**TASK**
Reproduce the data verbatim from its start through the line containing "(1068, 251)", and omit the pictures.

**MATERIAL SUPPLIED**
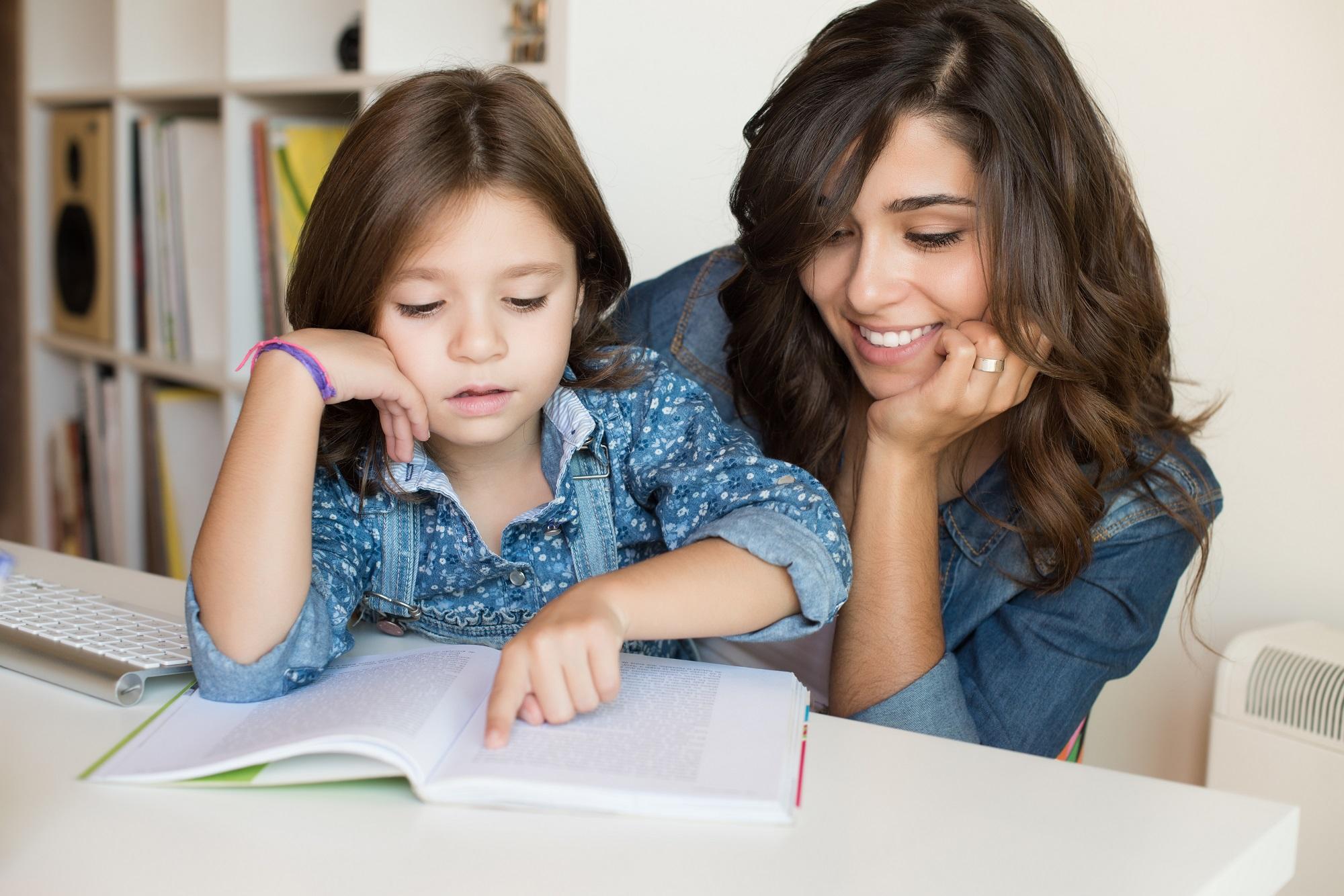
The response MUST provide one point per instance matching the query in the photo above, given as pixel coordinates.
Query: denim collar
(566, 424)
(970, 530)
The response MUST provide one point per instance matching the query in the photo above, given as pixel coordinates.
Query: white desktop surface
(882, 812)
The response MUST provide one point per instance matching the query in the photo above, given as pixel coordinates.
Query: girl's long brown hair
(424, 142)
(1068, 251)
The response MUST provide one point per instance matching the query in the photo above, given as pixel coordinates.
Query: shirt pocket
(480, 619)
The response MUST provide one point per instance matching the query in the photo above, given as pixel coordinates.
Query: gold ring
(990, 365)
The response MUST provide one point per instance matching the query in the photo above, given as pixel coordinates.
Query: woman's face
(905, 263)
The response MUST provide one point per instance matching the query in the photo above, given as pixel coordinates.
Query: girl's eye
(935, 241)
(528, 304)
(419, 311)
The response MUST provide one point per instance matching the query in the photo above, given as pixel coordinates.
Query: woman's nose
(876, 280)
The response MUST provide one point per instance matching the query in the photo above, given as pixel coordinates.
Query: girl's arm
(757, 547)
(253, 557)
(253, 561)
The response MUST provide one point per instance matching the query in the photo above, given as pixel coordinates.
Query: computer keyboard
(85, 641)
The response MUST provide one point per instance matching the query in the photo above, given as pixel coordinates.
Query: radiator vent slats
(1298, 691)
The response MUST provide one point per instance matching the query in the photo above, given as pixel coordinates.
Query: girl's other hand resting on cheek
(565, 662)
(362, 367)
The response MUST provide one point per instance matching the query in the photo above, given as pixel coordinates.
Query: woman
(946, 304)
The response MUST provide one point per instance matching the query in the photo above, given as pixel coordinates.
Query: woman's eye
(528, 304)
(419, 311)
(935, 241)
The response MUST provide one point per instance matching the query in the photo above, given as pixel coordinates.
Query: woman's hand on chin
(924, 421)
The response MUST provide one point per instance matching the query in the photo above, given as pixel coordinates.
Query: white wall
(1232, 118)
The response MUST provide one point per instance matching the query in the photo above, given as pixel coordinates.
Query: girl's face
(905, 263)
(480, 318)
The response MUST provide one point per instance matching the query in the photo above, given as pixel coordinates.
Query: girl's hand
(566, 660)
(958, 398)
(362, 367)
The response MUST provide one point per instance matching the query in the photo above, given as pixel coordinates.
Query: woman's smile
(893, 346)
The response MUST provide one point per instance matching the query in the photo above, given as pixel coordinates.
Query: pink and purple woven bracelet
(311, 363)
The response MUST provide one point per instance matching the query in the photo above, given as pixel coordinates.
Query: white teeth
(896, 338)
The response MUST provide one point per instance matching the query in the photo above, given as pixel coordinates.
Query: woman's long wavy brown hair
(427, 140)
(1068, 252)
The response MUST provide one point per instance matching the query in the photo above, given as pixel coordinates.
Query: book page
(415, 702)
(690, 729)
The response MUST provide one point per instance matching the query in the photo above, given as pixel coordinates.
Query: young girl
(490, 468)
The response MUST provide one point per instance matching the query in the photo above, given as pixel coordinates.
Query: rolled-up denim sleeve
(705, 479)
(343, 551)
(932, 705)
(1030, 674)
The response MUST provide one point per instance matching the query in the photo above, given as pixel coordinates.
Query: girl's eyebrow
(526, 269)
(533, 268)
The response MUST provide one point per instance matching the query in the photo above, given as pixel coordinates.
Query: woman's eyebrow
(915, 204)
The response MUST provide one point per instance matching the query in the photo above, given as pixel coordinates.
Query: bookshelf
(228, 61)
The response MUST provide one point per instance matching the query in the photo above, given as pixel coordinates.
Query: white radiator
(1277, 731)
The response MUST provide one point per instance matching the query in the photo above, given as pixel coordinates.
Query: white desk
(882, 812)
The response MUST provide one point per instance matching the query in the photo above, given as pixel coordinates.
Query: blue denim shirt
(1022, 670)
(678, 476)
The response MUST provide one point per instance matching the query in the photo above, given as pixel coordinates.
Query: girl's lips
(480, 405)
(894, 355)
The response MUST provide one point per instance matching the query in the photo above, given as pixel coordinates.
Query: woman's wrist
(893, 463)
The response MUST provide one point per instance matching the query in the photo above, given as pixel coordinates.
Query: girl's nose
(476, 339)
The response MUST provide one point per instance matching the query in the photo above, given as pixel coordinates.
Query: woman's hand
(362, 367)
(958, 398)
(566, 660)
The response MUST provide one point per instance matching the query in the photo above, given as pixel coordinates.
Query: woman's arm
(890, 633)
(1032, 672)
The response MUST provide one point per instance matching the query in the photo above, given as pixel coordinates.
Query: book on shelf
(85, 474)
(99, 412)
(178, 218)
(689, 741)
(291, 156)
(72, 517)
(183, 439)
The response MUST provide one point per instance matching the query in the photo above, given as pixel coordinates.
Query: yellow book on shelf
(300, 151)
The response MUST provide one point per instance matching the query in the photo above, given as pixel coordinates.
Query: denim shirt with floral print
(678, 476)
(1022, 670)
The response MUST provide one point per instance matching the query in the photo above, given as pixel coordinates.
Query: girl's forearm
(253, 559)
(890, 632)
(701, 590)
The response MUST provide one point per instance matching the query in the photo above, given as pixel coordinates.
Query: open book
(683, 740)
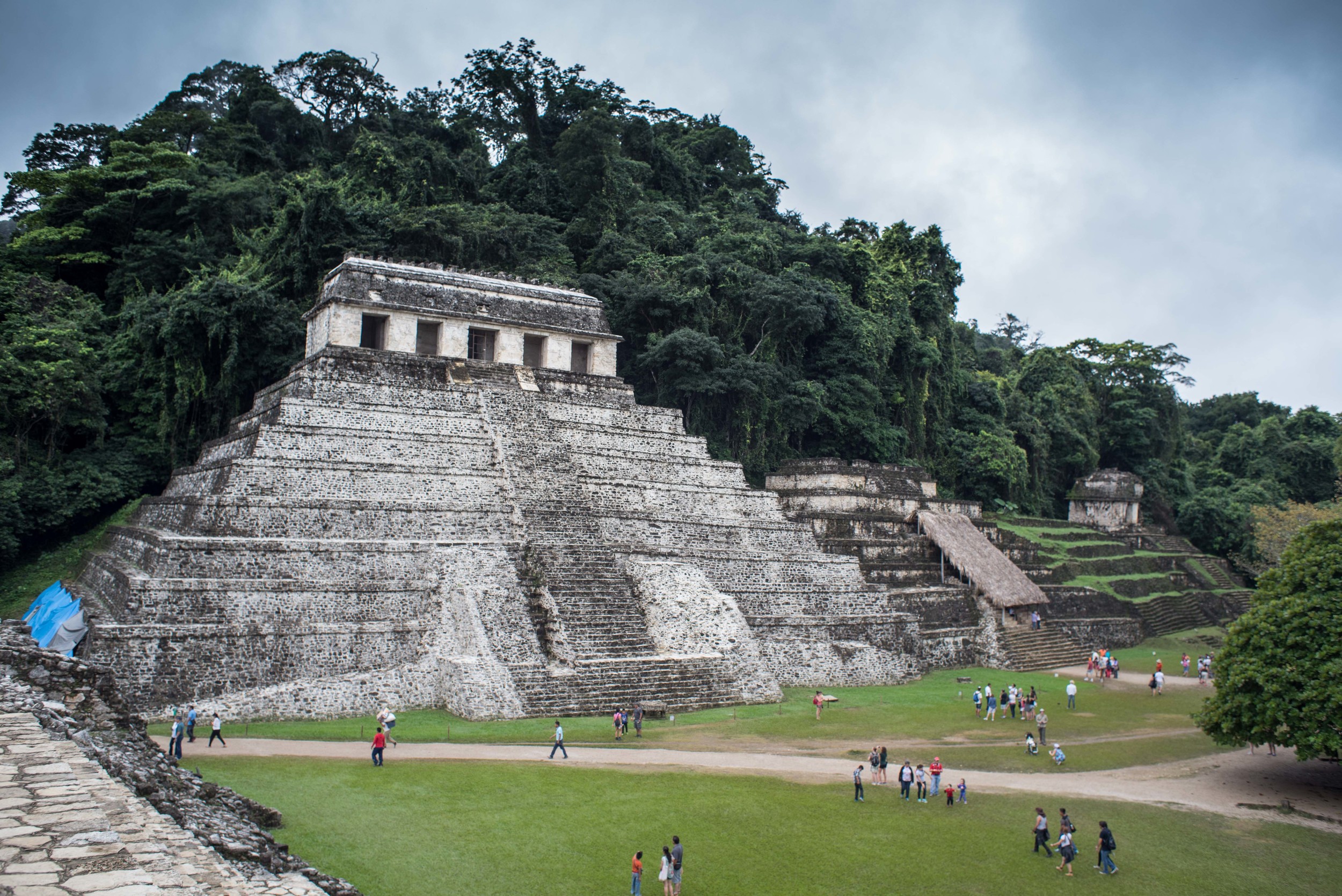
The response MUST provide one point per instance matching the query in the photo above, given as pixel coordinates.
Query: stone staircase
(1046, 649)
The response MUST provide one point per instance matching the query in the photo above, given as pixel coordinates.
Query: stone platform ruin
(453, 502)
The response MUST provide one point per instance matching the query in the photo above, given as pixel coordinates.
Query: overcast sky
(1160, 172)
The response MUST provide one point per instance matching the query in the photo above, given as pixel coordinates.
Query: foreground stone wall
(94, 808)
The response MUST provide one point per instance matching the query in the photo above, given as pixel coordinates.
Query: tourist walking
(379, 745)
(677, 865)
(559, 741)
(665, 875)
(388, 720)
(1042, 832)
(1067, 851)
(1106, 849)
(216, 730)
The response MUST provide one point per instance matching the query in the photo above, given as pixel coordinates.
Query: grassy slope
(34, 573)
(930, 710)
(436, 828)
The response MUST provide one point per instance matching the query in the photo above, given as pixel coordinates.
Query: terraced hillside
(1163, 577)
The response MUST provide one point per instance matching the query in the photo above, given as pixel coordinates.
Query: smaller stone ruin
(1107, 499)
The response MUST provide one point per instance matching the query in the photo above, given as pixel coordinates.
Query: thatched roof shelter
(987, 568)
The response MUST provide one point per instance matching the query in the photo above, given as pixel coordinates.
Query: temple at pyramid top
(426, 310)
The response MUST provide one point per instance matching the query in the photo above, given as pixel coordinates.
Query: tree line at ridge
(155, 276)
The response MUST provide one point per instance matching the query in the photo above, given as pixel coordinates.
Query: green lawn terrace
(1114, 725)
(482, 828)
(1157, 579)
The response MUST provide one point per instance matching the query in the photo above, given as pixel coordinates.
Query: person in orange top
(379, 745)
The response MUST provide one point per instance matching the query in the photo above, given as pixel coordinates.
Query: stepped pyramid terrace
(454, 502)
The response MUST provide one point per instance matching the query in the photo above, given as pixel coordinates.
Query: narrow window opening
(581, 356)
(375, 332)
(533, 352)
(427, 337)
(482, 345)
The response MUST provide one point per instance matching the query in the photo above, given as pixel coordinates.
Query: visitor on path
(559, 741)
(665, 875)
(379, 745)
(1066, 851)
(388, 720)
(1042, 832)
(216, 730)
(677, 863)
(1106, 849)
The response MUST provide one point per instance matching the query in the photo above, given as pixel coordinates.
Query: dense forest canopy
(155, 275)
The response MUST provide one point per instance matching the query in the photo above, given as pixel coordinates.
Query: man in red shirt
(379, 745)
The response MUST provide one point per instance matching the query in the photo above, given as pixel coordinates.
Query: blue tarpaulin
(57, 620)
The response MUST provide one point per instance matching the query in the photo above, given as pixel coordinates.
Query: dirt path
(1216, 784)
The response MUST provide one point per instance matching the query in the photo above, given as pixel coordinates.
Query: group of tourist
(1101, 666)
(928, 781)
(622, 723)
(673, 862)
(184, 729)
(1066, 846)
(1012, 698)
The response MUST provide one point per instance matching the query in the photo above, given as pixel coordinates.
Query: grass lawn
(434, 828)
(35, 572)
(936, 712)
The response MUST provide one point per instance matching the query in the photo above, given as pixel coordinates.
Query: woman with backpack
(1106, 847)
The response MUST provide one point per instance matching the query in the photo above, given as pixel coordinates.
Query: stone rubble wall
(89, 805)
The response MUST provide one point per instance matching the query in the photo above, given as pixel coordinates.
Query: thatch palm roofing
(989, 571)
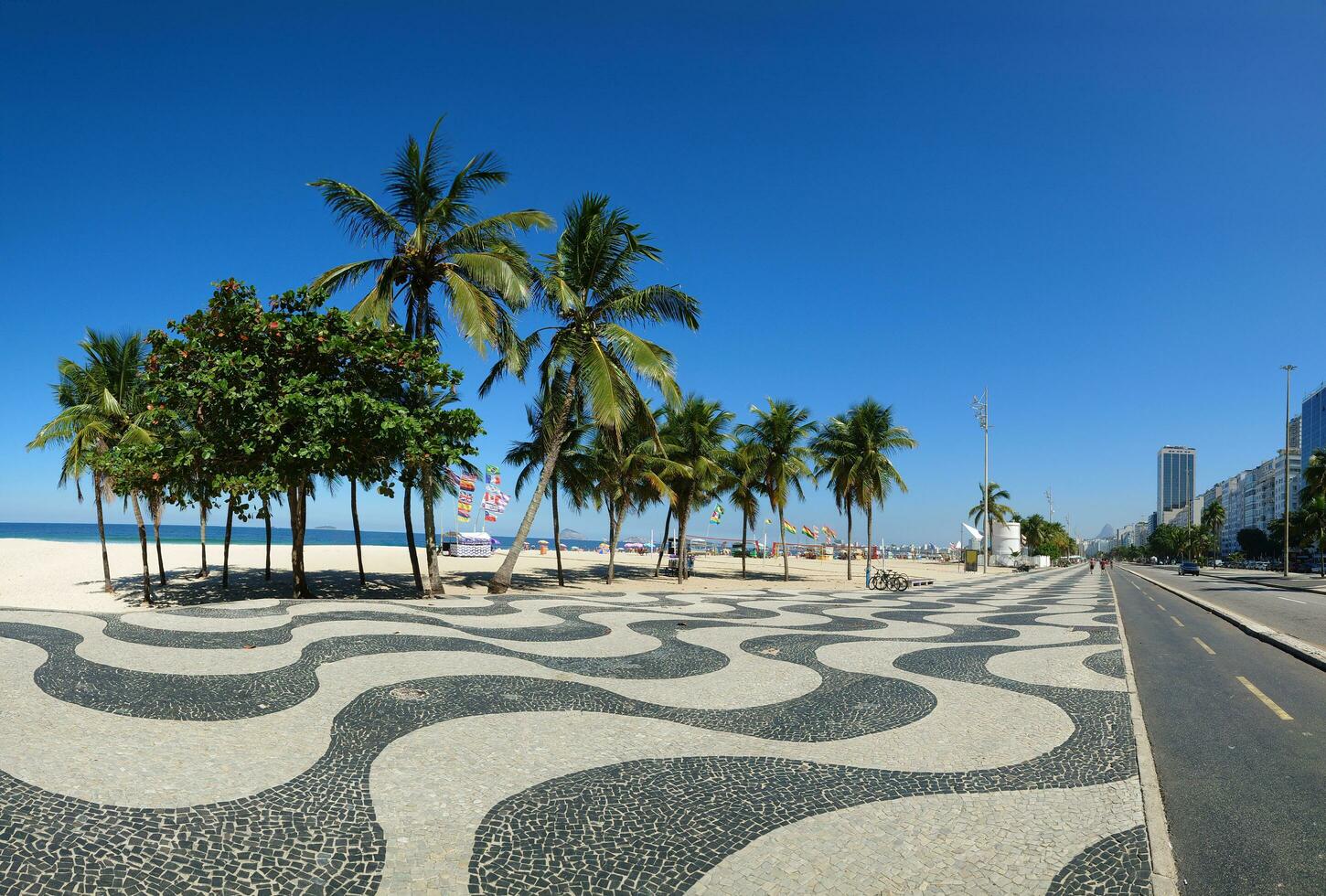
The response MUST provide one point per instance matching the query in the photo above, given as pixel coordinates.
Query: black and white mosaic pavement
(967, 737)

**CORRECT RESPONSE**
The response MUST provide one point per instance matching the query in the photo above, given as pixel coordinates.
Query: denim collar
(566, 424)
(970, 530)
The response MUST provide one point per instance matching the query in the photo above, given as pixel coordinates.
Query: white desktop surface
(882, 812)
The response MUST provide one point per instance matching the query in the photo above, given as pixel coordinates.
Query: girl's long brown hair
(424, 142)
(1068, 251)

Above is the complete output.